* Problem *
How many lines in the records below contain the word "tiled"? Reply with the number only.

## begin Source data

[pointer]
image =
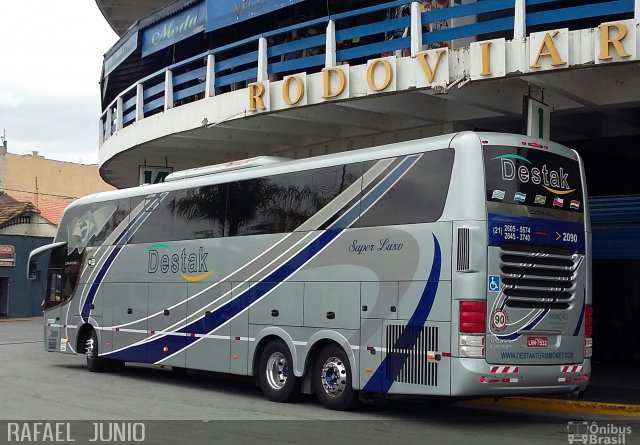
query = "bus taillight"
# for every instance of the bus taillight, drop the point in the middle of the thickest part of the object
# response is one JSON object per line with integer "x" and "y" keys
{"x": 472, "y": 328}
{"x": 588, "y": 331}
{"x": 473, "y": 315}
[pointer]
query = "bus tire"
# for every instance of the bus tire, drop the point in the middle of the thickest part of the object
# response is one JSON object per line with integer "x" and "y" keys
{"x": 94, "y": 362}
{"x": 332, "y": 379}
{"x": 275, "y": 373}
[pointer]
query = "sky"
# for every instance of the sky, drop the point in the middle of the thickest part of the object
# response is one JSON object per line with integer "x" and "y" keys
{"x": 50, "y": 63}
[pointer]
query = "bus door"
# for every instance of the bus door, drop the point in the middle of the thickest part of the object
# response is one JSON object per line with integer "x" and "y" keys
{"x": 379, "y": 302}
{"x": 62, "y": 279}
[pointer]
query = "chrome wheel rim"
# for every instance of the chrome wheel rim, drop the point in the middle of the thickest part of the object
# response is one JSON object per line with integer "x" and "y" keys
{"x": 334, "y": 377}
{"x": 277, "y": 370}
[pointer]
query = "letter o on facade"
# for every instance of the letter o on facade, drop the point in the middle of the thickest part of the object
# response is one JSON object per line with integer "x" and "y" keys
{"x": 286, "y": 88}
{"x": 388, "y": 74}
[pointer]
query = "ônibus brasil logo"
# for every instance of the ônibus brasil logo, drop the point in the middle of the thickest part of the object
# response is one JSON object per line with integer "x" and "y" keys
{"x": 554, "y": 181}
{"x": 191, "y": 266}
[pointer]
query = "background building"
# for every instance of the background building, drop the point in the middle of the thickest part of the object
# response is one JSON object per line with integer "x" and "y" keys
{"x": 34, "y": 192}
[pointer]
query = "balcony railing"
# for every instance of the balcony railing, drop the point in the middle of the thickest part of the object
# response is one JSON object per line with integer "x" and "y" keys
{"x": 294, "y": 49}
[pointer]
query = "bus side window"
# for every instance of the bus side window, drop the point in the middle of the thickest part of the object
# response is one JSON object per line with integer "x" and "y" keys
{"x": 419, "y": 197}
{"x": 200, "y": 212}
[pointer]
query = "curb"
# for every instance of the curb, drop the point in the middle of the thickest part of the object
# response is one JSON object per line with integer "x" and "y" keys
{"x": 11, "y": 320}
{"x": 567, "y": 406}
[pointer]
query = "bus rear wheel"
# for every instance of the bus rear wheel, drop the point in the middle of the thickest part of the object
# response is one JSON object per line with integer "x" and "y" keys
{"x": 333, "y": 381}
{"x": 275, "y": 373}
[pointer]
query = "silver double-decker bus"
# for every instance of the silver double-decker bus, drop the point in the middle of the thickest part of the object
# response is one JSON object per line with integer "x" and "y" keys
{"x": 456, "y": 265}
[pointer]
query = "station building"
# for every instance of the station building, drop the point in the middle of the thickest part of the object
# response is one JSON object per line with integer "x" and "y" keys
{"x": 198, "y": 82}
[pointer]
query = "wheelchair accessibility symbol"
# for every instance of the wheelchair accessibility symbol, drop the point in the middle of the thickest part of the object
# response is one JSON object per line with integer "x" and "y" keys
{"x": 494, "y": 283}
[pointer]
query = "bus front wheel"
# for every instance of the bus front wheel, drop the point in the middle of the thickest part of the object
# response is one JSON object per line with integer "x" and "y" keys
{"x": 275, "y": 373}
{"x": 332, "y": 379}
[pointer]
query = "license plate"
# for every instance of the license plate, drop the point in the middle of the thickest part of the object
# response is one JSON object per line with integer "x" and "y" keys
{"x": 537, "y": 342}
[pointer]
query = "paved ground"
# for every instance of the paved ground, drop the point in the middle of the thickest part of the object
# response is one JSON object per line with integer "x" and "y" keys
{"x": 210, "y": 408}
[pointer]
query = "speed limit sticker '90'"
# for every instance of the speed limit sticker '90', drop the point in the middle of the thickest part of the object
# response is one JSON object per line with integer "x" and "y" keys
{"x": 499, "y": 320}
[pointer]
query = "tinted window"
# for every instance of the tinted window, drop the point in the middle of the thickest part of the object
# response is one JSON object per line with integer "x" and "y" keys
{"x": 107, "y": 216}
{"x": 200, "y": 212}
{"x": 418, "y": 197}
{"x": 257, "y": 206}
{"x": 316, "y": 188}
{"x": 158, "y": 213}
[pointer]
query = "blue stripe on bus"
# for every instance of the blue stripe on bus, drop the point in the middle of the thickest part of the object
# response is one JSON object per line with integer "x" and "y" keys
{"x": 381, "y": 381}
{"x": 154, "y": 348}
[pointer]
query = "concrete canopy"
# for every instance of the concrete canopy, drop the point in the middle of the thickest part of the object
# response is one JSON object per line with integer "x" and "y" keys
{"x": 121, "y": 14}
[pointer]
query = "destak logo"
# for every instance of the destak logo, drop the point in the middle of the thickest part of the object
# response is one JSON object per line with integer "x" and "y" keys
{"x": 191, "y": 266}
{"x": 555, "y": 181}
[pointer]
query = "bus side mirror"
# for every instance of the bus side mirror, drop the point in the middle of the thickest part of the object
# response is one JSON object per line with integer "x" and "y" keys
{"x": 32, "y": 272}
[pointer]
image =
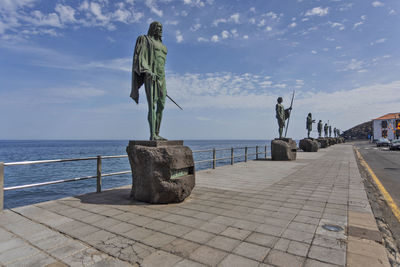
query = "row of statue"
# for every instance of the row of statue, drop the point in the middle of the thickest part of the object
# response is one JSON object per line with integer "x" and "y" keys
{"x": 148, "y": 69}
{"x": 327, "y": 128}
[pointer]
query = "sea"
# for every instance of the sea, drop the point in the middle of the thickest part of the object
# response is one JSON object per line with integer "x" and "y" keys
{"x": 32, "y": 150}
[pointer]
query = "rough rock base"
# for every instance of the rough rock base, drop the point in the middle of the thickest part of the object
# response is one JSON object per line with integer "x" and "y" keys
{"x": 162, "y": 171}
{"x": 308, "y": 145}
{"x": 283, "y": 149}
{"x": 323, "y": 142}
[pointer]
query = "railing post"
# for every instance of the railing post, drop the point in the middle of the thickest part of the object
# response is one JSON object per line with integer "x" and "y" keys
{"x": 1, "y": 186}
{"x": 214, "y": 158}
{"x": 98, "y": 174}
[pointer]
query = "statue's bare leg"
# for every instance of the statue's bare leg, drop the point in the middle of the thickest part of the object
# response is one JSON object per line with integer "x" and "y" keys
{"x": 160, "y": 108}
{"x": 152, "y": 109}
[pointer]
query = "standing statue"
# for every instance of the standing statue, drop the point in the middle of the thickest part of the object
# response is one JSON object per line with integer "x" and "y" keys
{"x": 148, "y": 69}
{"x": 326, "y": 130}
{"x": 309, "y": 123}
{"x": 319, "y": 128}
{"x": 282, "y": 115}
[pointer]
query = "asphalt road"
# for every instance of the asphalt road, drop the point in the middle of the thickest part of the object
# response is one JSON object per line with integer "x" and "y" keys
{"x": 385, "y": 164}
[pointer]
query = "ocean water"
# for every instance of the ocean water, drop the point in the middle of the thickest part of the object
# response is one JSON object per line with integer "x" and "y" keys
{"x": 12, "y": 151}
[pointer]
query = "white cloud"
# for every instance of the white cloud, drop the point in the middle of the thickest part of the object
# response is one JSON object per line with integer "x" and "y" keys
{"x": 261, "y": 23}
{"x": 66, "y": 13}
{"x": 272, "y": 15}
{"x": 40, "y": 19}
{"x": 225, "y": 34}
{"x": 95, "y": 8}
{"x": 235, "y": 17}
{"x": 153, "y": 7}
{"x": 280, "y": 85}
{"x": 195, "y": 27}
{"x": 197, "y": 3}
{"x": 379, "y": 41}
{"x": 357, "y": 24}
{"x": 377, "y": 4}
{"x": 338, "y": 25}
{"x": 352, "y": 65}
{"x": 317, "y": 11}
{"x": 179, "y": 37}
{"x": 215, "y": 38}
{"x": 218, "y": 21}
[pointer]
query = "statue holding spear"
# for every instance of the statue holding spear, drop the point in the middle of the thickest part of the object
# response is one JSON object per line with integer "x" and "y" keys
{"x": 282, "y": 114}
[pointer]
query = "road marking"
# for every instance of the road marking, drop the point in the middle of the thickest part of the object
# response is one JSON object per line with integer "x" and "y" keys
{"x": 386, "y": 195}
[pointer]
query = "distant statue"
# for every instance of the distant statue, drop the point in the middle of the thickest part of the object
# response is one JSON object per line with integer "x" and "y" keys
{"x": 326, "y": 130}
{"x": 282, "y": 115}
{"x": 320, "y": 129}
{"x": 148, "y": 69}
{"x": 309, "y": 123}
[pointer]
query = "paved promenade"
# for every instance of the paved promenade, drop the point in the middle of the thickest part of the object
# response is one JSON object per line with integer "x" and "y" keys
{"x": 259, "y": 213}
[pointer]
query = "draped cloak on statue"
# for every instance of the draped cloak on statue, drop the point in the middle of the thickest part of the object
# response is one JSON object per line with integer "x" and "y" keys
{"x": 143, "y": 60}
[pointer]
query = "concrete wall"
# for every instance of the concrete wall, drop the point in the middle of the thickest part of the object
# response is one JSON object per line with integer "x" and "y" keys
{"x": 377, "y": 128}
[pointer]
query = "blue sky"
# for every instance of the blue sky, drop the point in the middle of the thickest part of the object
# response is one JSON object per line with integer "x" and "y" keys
{"x": 65, "y": 66}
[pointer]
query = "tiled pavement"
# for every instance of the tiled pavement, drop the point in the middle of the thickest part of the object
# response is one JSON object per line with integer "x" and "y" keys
{"x": 259, "y": 213}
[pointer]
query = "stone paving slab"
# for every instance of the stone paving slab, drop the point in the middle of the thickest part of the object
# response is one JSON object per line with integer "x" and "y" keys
{"x": 258, "y": 213}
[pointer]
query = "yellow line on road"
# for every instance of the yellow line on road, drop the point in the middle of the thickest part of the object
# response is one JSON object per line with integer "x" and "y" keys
{"x": 386, "y": 195}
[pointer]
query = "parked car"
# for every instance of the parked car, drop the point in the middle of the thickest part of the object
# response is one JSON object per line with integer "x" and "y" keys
{"x": 382, "y": 142}
{"x": 395, "y": 144}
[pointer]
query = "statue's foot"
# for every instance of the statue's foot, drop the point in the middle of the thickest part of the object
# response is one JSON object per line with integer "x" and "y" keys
{"x": 157, "y": 137}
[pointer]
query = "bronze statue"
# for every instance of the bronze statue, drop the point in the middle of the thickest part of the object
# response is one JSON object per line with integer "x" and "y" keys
{"x": 148, "y": 69}
{"x": 309, "y": 123}
{"x": 326, "y": 130}
{"x": 282, "y": 115}
{"x": 320, "y": 128}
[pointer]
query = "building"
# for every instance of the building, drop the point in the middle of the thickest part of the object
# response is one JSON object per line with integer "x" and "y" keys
{"x": 387, "y": 126}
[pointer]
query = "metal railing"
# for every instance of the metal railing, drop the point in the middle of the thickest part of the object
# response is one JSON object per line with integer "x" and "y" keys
{"x": 99, "y": 173}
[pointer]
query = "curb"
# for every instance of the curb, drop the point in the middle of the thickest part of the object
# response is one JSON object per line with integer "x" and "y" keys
{"x": 389, "y": 200}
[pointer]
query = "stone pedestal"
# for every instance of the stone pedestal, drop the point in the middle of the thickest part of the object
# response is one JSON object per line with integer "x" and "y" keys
{"x": 323, "y": 142}
{"x": 162, "y": 171}
{"x": 308, "y": 145}
{"x": 283, "y": 149}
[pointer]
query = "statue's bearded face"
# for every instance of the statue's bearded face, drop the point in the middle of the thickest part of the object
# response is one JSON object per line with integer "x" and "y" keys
{"x": 155, "y": 30}
{"x": 158, "y": 31}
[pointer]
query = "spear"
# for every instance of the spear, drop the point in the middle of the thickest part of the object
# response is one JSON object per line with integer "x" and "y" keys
{"x": 291, "y": 105}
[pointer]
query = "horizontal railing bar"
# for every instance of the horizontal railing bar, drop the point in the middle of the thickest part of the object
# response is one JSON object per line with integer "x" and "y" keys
{"x": 63, "y": 181}
{"x": 206, "y": 160}
{"x": 114, "y": 157}
{"x": 49, "y": 183}
{"x": 199, "y": 151}
{"x": 115, "y": 173}
{"x": 45, "y": 161}
{"x": 223, "y": 158}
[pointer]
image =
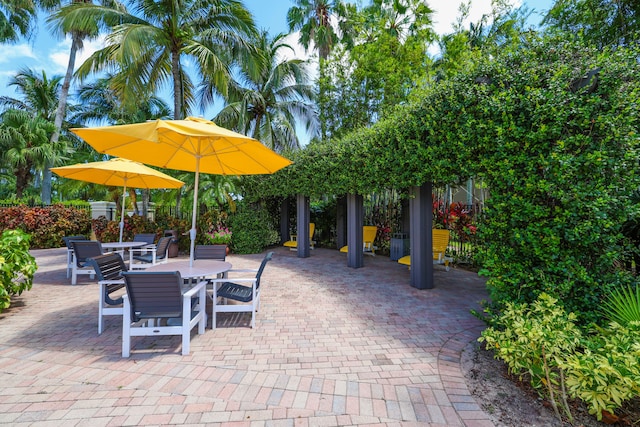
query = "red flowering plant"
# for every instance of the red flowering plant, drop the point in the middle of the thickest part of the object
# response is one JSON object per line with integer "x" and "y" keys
{"x": 219, "y": 236}
{"x": 456, "y": 217}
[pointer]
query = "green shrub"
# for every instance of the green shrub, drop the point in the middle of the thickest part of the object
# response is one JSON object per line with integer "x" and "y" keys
{"x": 17, "y": 265}
{"x": 622, "y": 305}
{"x": 252, "y": 230}
{"x": 46, "y": 225}
{"x": 109, "y": 231}
{"x": 534, "y": 340}
{"x": 607, "y": 372}
{"x": 543, "y": 342}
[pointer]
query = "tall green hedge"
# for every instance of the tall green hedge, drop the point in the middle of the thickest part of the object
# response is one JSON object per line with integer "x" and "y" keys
{"x": 551, "y": 127}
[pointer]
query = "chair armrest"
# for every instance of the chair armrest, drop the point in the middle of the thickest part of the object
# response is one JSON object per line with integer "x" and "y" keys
{"x": 195, "y": 289}
{"x": 243, "y": 270}
{"x": 111, "y": 282}
{"x": 240, "y": 279}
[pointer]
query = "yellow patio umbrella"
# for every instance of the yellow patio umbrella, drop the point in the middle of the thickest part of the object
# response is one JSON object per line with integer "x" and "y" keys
{"x": 194, "y": 145}
{"x": 119, "y": 172}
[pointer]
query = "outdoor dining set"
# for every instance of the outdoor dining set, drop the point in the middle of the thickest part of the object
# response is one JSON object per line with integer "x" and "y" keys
{"x": 155, "y": 296}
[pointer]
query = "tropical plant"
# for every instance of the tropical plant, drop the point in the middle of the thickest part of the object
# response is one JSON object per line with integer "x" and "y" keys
{"x": 99, "y": 103}
{"x": 24, "y": 141}
{"x": 219, "y": 236}
{"x": 622, "y": 305}
{"x": 38, "y": 93}
{"x": 149, "y": 46}
{"x": 271, "y": 96}
{"x": 365, "y": 79}
{"x": 253, "y": 230}
{"x": 313, "y": 18}
{"x": 541, "y": 342}
{"x": 78, "y": 32}
{"x": 16, "y": 19}
{"x": 17, "y": 265}
{"x": 534, "y": 340}
{"x": 47, "y": 226}
{"x": 601, "y": 22}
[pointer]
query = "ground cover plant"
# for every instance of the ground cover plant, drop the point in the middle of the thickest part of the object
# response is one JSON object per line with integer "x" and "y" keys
{"x": 17, "y": 265}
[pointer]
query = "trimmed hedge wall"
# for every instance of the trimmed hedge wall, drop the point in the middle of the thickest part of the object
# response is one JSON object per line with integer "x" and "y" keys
{"x": 557, "y": 148}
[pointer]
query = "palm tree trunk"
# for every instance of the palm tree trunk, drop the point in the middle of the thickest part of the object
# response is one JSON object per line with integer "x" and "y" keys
{"x": 177, "y": 86}
{"x": 76, "y": 43}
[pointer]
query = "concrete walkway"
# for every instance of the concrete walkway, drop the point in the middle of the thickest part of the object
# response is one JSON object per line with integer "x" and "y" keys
{"x": 333, "y": 346}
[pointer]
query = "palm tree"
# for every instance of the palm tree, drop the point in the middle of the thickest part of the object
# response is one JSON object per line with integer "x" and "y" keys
{"x": 38, "y": 93}
{"x": 270, "y": 97}
{"x": 313, "y": 19}
{"x": 16, "y": 19}
{"x": 25, "y": 145}
{"x": 78, "y": 34}
{"x": 149, "y": 48}
{"x": 98, "y": 103}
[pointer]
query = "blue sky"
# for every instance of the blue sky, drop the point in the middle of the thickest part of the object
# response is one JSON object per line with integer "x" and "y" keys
{"x": 51, "y": 55}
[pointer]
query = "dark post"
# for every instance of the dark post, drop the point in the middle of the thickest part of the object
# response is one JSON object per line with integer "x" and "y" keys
{"x": 421, "y": 218}
{"x": 284, "y": 220}
{"x": 304, "y": 218}
{"x": 341, "y": 221}
{"x": 355, "y": 256}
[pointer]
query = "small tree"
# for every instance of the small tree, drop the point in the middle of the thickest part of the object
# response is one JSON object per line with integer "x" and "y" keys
{"x": 17, "y": 265}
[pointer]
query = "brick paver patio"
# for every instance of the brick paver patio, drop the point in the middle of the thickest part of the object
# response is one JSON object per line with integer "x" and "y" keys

## end Source data

* The answer *
2